• [ACTION ITEM]:
Give exactly the lines from the one that contains "# point at: recessed" through the end of the entries below, both included; the pictures stay out.

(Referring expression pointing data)
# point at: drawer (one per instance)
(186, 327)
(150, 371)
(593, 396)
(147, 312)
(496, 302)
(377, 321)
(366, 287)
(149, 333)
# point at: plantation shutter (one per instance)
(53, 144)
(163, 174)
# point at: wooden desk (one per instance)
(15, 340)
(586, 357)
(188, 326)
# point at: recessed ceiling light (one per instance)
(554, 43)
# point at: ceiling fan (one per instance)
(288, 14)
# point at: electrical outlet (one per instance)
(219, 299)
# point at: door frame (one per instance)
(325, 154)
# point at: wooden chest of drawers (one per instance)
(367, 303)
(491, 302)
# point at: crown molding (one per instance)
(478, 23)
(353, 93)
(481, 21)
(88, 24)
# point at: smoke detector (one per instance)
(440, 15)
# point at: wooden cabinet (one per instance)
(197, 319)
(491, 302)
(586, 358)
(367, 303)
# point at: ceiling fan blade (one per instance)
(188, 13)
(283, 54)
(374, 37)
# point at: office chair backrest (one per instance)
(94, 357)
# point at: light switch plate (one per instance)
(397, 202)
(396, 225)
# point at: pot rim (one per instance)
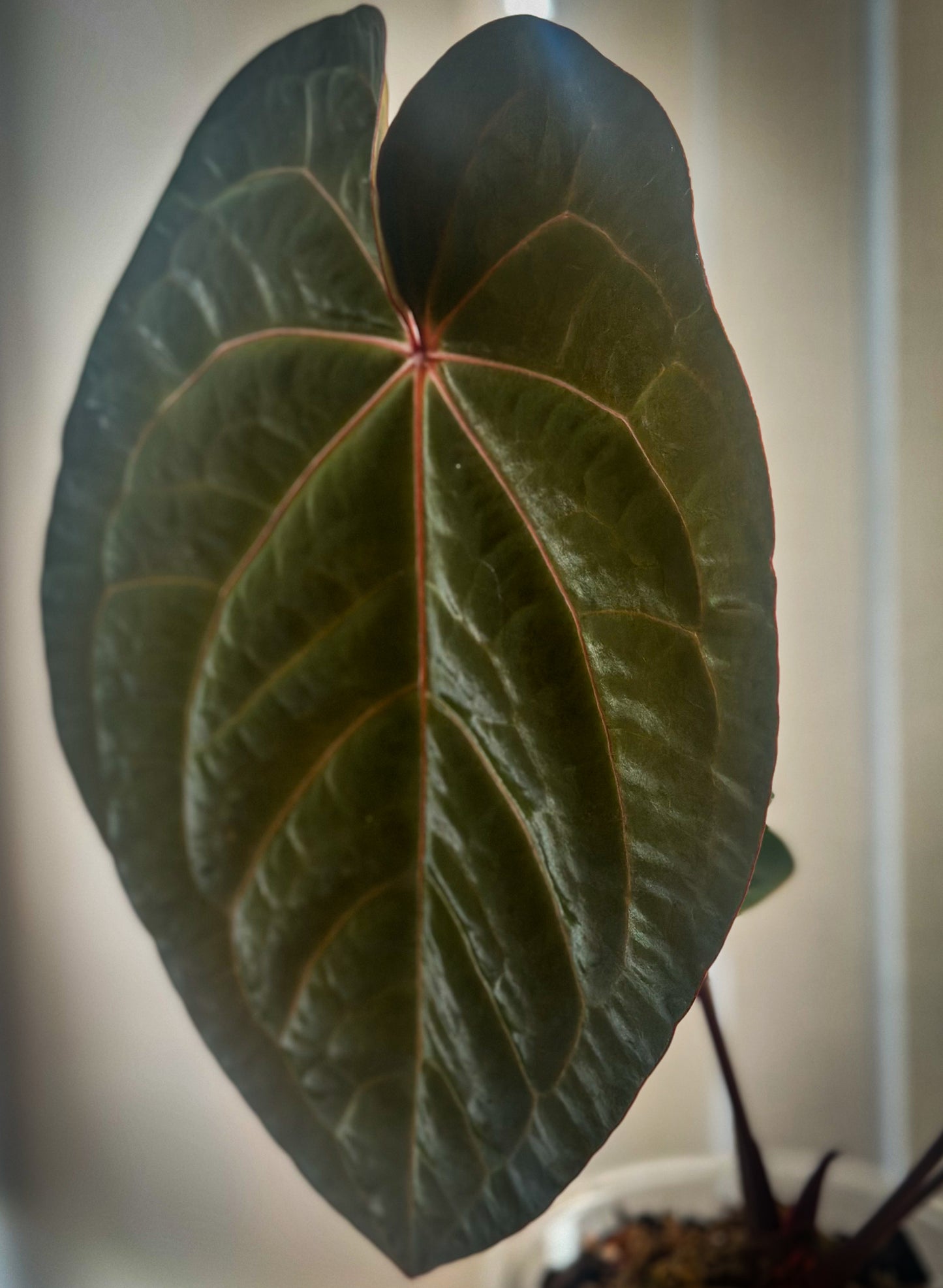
(849, 1178)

• [RESULT OF THIS TASK]:
# point at: recessed ceiling light (one per instance)
(554, 43)
# point at: ceiling fan (one per instance)
(288, 14)
# point at: electrical outlet (one per instance)
(219, 299)
# point at: door frame (one per instance)
(325, 154)
# point at: wooden chest of drawers (one per instance)
(367, 303)
(491, 302)
# point at: crown molding (one per instance)
(478, 23)
(353, 93)
(481, 21)
(88, 24)
# point at: smoke detector (one per instance)
(440, 15)
# point at: wooden cabinet (one per instance)
(197, 319)
(491, 302)
(586, 358)
(367, 303)
# point at: ceiling fan blade (one per instance)
(188, 13)
(283, 54)
(374, 37)
# point at: office chair backrest (one per instance)
(94, 357)
# point at: light switch plate (one per instance)
(397, 202)
(396, 225)
# point at: pot rim (one per instance)
(849, 1178)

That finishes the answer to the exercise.